▸ **Given passage**:
## start

#  Weather Analysis

This report explores historical weather patterns in the North-West Florida and Southern Alabama geographic areas.

The data comes from [NOAA](https://www.ncdc.noaa.gov/). Specifically, it was downloaded from this [FTP site](ftp://ftp.ncdc.noaa.gov/pub/data/ghcn/daily/).

I focused on six measurements:
* **TMIN, TMAX:** the daily minimum and maximum temperature *(in tenths of degrees C)*
* **TOBS:** The average temperature for each day *(in tenths of degrees C)*
* **PRCP:** Daily Precipitation *(in mm)*
* **SNOW:** Daily snowfall *(in mm)*
* **SNWD:** The depth of accumulated snow *(in mm)*

In my geographic location (*fig 1.*), there are $177$ unique weather stations and $12,249$ data observations between all stations. I have data from year $1890 - 2012$. Specifically my data is distributed between the following 6 measurements:

| Measurement | Rows of data |
|--------------|--------------|
| TMIN         | 2021         |
| TOBS         | 1344         |
| TMAX         | 2020         |
| SNOW         | 2107         |
| SNWD         | 1973         |
| PRCP         | 2784         |
| TOTAL        | 12249        |

![Geographic Region](figures/geo_region.png)
*Figure 1: Geographic Location, Radius of circle corresponds to the amount of data generated by that station.*

 
  
Each observation includes the **station, its elevation, lat/long**, as well as the **measurement type, year** and a **vector** of length 365. These vectors are measurements from this station for each day of that year. I will be diving deeper into these vectors for each type of measurement.


![Geographic Region](figures/data_overview_1.png)
![Geographic Region](figures/data_overview_2.png)

### Univariate Analysis

Plots of all individual measurements. These plots provide us with a sense of how the data looks, if there are weird data points and a general trend. E.g. the temperatures through out the year follow a trend that we would expect to observe (colder in the winter months, and a slow change in the weather throughtout the year. The mean data analyzed does match up approximatly with data reported at [US Climate Data](http://www.usclimatedata.com/climate/pensacola/florida/united-states/usfl0715).

Plot of  mean temperatures (*middle line*) and a $+/-$ one standard deviation (*top and bottom line*) :
![Temperature Trend](figures/univariate_temps.png)

Interestingly, the temperature during summer time have less variance, winter months have greater variability in their temperatures. Perhaps in the geographic region summers are mostly hot, whereas winter months have both cold and hot days, or perhaps bigger ranges of temperatures are observed. 

Because of my region (northern Florida, southern Alabama) and the fact that the snow data is so sparse, I will not be performing much more analysis:

    Percentage of Zeroes in the Snow (SNOW) Data = 99.08%
    Percentage of Zeroes in the Snow (SNWD) Data = 99.05%

Instead I will delve into precipitation and temperature.

My Precipitation data still has a good amount of zeroes, approximately:
        
    Percentage of Zeroes in the Precipitation Data = 70.18%

This means that of all the days of data I have, over this entire region, at each station for all my years of data it rains approx 30% of the time. Below is a plot for one particular weather station. This station had the most amount of precipitation weather data, 97 years worth to be exact.

## end

▸ **Extracted entries**:
## start

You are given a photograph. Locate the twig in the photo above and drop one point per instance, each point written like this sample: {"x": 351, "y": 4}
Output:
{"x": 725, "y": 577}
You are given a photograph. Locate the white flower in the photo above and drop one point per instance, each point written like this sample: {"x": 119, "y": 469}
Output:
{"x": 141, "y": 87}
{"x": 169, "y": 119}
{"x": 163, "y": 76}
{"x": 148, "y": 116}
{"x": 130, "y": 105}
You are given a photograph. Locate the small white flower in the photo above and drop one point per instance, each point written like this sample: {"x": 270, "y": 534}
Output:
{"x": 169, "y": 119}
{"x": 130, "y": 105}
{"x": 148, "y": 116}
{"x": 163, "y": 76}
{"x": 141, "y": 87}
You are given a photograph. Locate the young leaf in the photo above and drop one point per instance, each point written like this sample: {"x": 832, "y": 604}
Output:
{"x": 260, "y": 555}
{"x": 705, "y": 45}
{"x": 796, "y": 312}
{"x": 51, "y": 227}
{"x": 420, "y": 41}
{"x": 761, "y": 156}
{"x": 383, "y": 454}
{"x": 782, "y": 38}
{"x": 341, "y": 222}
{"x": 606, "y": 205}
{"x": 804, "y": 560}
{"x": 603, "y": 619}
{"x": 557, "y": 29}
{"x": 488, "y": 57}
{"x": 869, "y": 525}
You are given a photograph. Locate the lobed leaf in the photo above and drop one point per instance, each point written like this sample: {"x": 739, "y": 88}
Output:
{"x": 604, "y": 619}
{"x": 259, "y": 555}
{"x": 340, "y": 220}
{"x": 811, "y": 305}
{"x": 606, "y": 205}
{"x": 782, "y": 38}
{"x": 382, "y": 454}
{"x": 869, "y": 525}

## end

▸ **Exercise requirements**:
• 1. From the weather report, reproduce the stretch from "This report explores" through "this [FTP site](ftp://ftp.ncdc.noaa.gov/pub/data/ghcn/daily/).".
• 2. In the weather report, how many years of data did the station with the most precipitation data have?
• 3. Write what comes next in the weather report, picking up right after its last sentence.
The records have nothing to do with the weather report.

▸ **Results**:
• 1.
This report explores historical weather patterns in the North-West Florida and Southern Alabama geographic areas.

The data comes from [NOAA](https://www.ncdc.noaa.gov/). Specifically, it was downloaded from this [FTP site](ftp://ftp.ncdc.noaa.gov/pub/data/ghcn/daily/).

• 2. 97 years.

• 3.
The three lines include: Mean (*middle line*) and a $+/-$ one standard deviation (*top and bottom line*) :

![Temperature Trend](figures/univaritate_prcp.png)

We can tell that rain at this station on average occurs more frequently during the winter and especially the late summer months. This logic seems correct for the northern Gulf of Mexico as that is Hurricane season and the air temperature mixed with the hot water causes more storms.




### PCA Analysis for Percipitation


One issue with precipitation in my region, is that rain appears to occur at a reasonable rate throughout the year, with some spikes during hurricane season. Here is a plot of the Precipitation mean and the top three eigenvectors for all precipitation weather stations:

![Temperature Trend](figures/prcp_mean_eigs.png)

The mean line shows the regional storm patterns nicely; however, the 4 top eigenvectors look like noise and do not really seem to offer much information. Let’s look at the explained ratio of variance for the eigenvectors to gain more insight.

The main issue is that the top 100 (about 33% of the dimensions)  eigenvectors only explain about 60% of the variance, and the top 5 eigenvectors explain a paltry few percentage points. 

![explained varianced](figures/explained_var_prcp.png)

Only being able to explain a small amount of the variance with the top several eigenvectors is not very good. Here are the top 5 eigenvalues:

    0.0250605 ,  0.01959968,  0.01621266,  0.01465037,  0.01255439
    
These eigenvalues tell us how much of the variance can be explained by their associative eigenvectors. These values are very low. We will not be able to represent the true signal of precipitation with any merit. But lets next look at the amount of reconstruction we can do with 3 eigenvectors.


The top plot shows the reconstruction with all the eigenvectors zeroed out, thus the mean is essentially shown (hidden) behind the red line. The purple is the true signal. The best reconstruction, with optimal eigenvalues, at best only reconstructs a small amount if the original signal. Nothing to be excited about. You can clearly see the eman in the background as the blue line, but much of the variability in the target signal is not being captured by this reconstruction.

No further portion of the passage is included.